● **What to do**
Please transcribe the listing below in full, exactly as written, leaving out its pictures.

● **Exercise materials**
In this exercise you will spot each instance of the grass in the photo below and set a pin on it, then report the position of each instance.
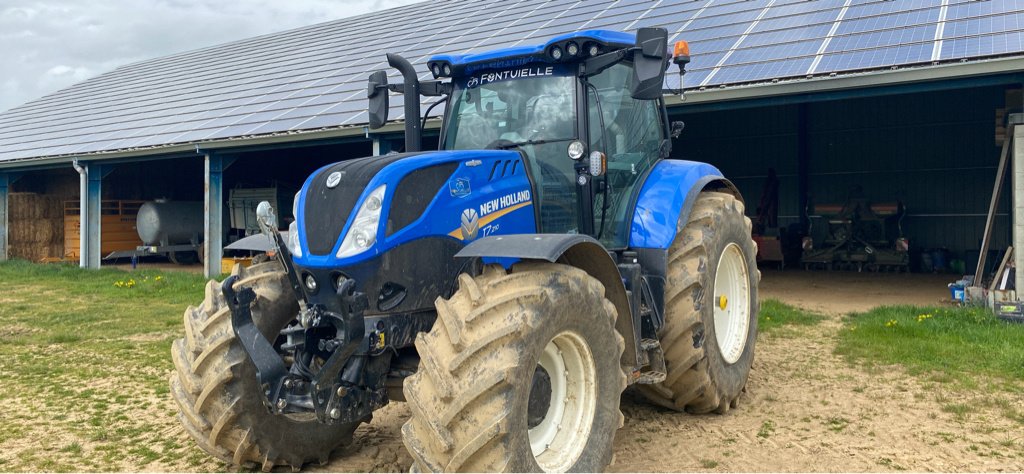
(779, 318)
(84, 358)
(944, 344)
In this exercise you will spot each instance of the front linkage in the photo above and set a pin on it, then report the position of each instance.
(338, 391)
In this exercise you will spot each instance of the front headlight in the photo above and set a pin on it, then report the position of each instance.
(363, 233)
(293, 240)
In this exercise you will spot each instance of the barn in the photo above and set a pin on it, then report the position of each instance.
(806, 105)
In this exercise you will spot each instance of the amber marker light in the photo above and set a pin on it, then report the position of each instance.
(681, 53)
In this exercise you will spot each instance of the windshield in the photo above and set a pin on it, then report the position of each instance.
(512, 106)
(531, 110)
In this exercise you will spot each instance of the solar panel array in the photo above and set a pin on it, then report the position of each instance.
(314, 78)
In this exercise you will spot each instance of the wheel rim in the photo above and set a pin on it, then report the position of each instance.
(731, 301)
(559, 439)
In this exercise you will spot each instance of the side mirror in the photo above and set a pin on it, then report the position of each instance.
(677, 129)
(649, 62)
(377, 93)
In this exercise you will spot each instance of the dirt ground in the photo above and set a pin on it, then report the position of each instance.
(805, 408)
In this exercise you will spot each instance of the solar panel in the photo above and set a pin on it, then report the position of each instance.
(314, 77)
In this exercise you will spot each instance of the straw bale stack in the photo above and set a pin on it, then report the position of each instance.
(35, 226)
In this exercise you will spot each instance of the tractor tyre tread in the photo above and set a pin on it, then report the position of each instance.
(215, 387)
(696, 382)
(463, 399)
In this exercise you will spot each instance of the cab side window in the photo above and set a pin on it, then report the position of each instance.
(630, 133)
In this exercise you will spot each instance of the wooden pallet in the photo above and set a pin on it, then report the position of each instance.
(117, 226)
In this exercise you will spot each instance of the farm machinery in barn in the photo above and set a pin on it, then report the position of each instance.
(856, 234)
(508, 287)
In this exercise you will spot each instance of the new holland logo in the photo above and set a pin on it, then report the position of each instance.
(470, 224)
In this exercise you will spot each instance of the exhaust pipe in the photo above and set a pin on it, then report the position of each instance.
(83, 216)
(411, 90)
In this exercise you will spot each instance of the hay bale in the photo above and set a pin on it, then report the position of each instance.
(31, 252)
(35, 230)
(26, 206)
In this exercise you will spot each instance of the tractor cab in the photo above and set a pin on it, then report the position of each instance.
(584, 110)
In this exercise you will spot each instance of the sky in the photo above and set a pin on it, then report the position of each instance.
(47, 45)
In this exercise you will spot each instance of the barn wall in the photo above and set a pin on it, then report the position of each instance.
(935, 152)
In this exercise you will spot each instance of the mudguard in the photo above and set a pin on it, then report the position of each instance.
(583, 252)
(667, 199)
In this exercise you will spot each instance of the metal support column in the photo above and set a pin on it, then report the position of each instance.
(803, 166)
(381, 146)
(4, 187)
(213, 225)
(91, 214)
(1018, 200)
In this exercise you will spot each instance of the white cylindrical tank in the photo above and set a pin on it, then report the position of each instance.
(167, 222)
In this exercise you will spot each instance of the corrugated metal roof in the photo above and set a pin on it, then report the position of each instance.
(314, 78)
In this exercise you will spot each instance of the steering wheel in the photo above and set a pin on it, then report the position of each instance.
(499, 143)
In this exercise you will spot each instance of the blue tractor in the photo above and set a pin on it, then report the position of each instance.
(508, 287)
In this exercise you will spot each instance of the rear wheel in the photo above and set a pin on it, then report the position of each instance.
(215, 385)
(520, 373)
(711, 314)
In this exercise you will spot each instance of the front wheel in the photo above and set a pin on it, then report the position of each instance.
(215, 385)
(520, 373)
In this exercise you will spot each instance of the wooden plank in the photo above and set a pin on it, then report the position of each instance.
(1001, 268)
(1000, 173)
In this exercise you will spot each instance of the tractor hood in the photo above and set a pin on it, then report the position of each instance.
(356, 209)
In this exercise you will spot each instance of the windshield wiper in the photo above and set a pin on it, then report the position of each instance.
(513, 144)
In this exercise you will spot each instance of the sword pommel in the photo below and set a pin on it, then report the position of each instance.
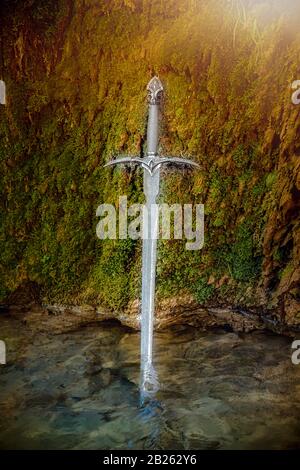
(155, 90)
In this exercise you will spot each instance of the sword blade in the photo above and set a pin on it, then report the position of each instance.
(149, 382)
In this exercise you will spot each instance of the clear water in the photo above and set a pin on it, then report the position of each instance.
(80, 390)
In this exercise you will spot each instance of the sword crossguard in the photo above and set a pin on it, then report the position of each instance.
(153, 163)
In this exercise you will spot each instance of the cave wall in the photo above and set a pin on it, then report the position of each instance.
(76, 71)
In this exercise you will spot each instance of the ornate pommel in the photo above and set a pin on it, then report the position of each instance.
(155, 90)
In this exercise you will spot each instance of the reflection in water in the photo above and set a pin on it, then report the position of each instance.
(81, 390)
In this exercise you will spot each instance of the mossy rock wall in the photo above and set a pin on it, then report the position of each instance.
(76, 73)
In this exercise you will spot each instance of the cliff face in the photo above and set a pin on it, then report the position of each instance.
(75, 73)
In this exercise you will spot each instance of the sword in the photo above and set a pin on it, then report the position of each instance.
(151, 164)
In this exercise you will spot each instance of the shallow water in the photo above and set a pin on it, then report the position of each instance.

● **Result for this exercise**
In this exercise you will spot each instance of the grass in the photo below and set a pin on it, then report the position of each instance.
(779, 318)
(84, 358)
(944, 344)
In this exercise you will spot each instance of the front linkage in the photo above and set a pin on it, then report the position of each instance.
(338, 391)
In this exercise you will spot each instance of the front headlight in the photo above and set a pin on it, then report the position of each instance.
(363, 233)
(293, 240)
In this exercise you will spot each instance of the barn in the photo above and set a pin on it, then report the position of each instance.
(806, 105)
In this exercise you will spot each instance of the amber marker light in the photo above and set a pin on it, then report the position of each instance.
(681, 53)
In this exercise you will spot each instance of the windshield in the photo above and set a pin on it, then report the position of each instance.
(512, 106)
(531, 110)
In this exercise you will spot each instance of the solar panel array in the photo above and set a pin on it, then report the position of each instance.
(314, 78)
In this exercise you will spot each instance of the wheel rim in the photo above and set a pin on it, then report the position of each instance.
(731, 301)
(559, 439)
In this exercise you will spot each instance of the side mirror in the photo above and set a pin on it, then report the position of each instance.
(677, 129)
(649, 62)
(377, 93)
In this exercise you will spot each instance of the dirt ground in the photo above and set a pin on it, then report the position of each instance.
(805, 408)
In this exercise you will spot each instance of the solar panel in the photo above and set a pin on it, then report the position of each instance.
(314, 77)
In this exercise you will spot each instance of the straw bale stack in the photo above and set a pin on it, then report the position of each instance.
(35, 226)
In this exercise you will spot each instance of the tractor tyre tread in the photo above and set a pin on it, then report the position of each instance.
(215, 387)
(696, 382)
(463, 399)
In this exercise you will spot each instance of the cab side window in the photo above and set a pin on it, then report the position of each instance.
(630, 133)
In this exercise you will spot each instance of the wooden pallet in the photo above and set a pin on it, then report the position of each instance.
(117, 226)
In this exercise you will spot each instance of the farm machinery in barn in the photo above and set a pin on it, then report the position of each instance.
(856, 234)
(508, 287)
In this exercise you will spot each instance of the new holland logo in the photo above and set a pin on it, then report the position of each instance.
(470, 224)
In this exercise you will spot each instance of the exhaust pipe in the photo above and set a pin on it, then report the position of each instance.
(83, 216)
(411, 90)
In this exercise you will spot each instance of the hay bale in the photo above and set a pin on it, then report the position of each instance.
(31, 252)
(35, 230)
(26, 206)
In this exercise you will spot each instance of the tractor cab in the photo above and set a pin on it, then report the position of each instance.
(584, 110)
In this exercise you will spot each instance of the sky in the photo above and set a pin on it, then report the position of each instance.
(47, 45)
In this exercise you will spot each instance of the barn wall in the photo above and set a pin on it, then report the position of each instance.
(935, 152)
In this exercise you will spot each instance of the mudguard in the photo above and set a pin on it, then report the position of each instance.
(583, 252)
(667, 199)
In this exercise you will spot each instance of the metal support column in the photo above and set a pin on it, then report the position of each instance.
(803, 166)
(381, 146)
(4, 187)
(213, 225)
(91, 214)
(1018, 200)
In this exercise you will spot each instance of the white cylindrical tank in the photo above and set a pin on it, then report the position of each instance.
(167, 222)
In this exercise you will spot each instance of the corrugated metal roof in the photo above and set a pin on it, then report the position of each instance.
(314, 78)
In this exercise you will spot each instance of the steering wheel in the photo above and set a pin on it, then report the position of each instance.
(499, 143)
In this exercise you will spot each instance of the blue tractor in the photo above and set a pin on it, then report the position of each instance.
(508, 287)
In this exercise you will spot each instance of the rear wheel in the photo above and set a pin on it, then report the position of each instance.
(215, 385)
(520, 373)
(711, 314)
In this exercise you will spot each instance of the front wheel in the photo above and set a pin on it, then report the position of each instance.
(215, 385)
(520, 373)
In this exercise you will spot each instance of the wooden plank in the photo above and set a pin on it, then report the position of each instance.
(1001, 268)
(1000, 173)
In this exercise you will spot each instance of the tractor hood in the photo above and set a pin on it, then report the position of each instance.
(356, 209)
In this exercise you will spot each instance of the windshield wiper in the photo above and set a pin on it, then report the position of each instance.
(513, 144)
In this exercise you will spot each instance of the sword pommel in the photo below and set a pin on it, then report the position of each instance.
(155, 90)
In this exercise you will spot each instance of the sword blade in the photo above and set a pin on it, then report the position of each instance.
(149, 382)
In this exercise you will spot each instance of the clear water in the photo above and set a pin on it, then report the position of each instance.
(80, 390)
In this exercise you will spot each instance of the sword crossguard in the photo above and set a pin on it, then report the position of each instance.
(153, 163)
In this exercise you will spot each instance of the cave wall in the photo above and set a pin on it, then report the position of each instance.
(76, 71)
In this exercise you will spot each instance of the ornate pommel in the photo above and set a pin on it, then report the position of each instance.
(155, 90)
In this exercise you will spot each instance of the reflection in water in the photo above and set a pin on it, then report the position of each instance.
(81, 390)
In this exercise you will spot each instance of the mossy rock wall in the photo above and set a pin on it, then report the position of each instance.
(76, 73)
In this exercise you will spot each instance of the cliff face in the photo above and set a pin on it, then report the position of each instance.
(75, 73)
In this exercise you will spot each instance of the sword in the photo above and set a pin on it, then report the position of each instance.
(151, 164)
In this exercise you will spot each instance of the shallow water in the photo above and set a pin on it, then report the position of each instance.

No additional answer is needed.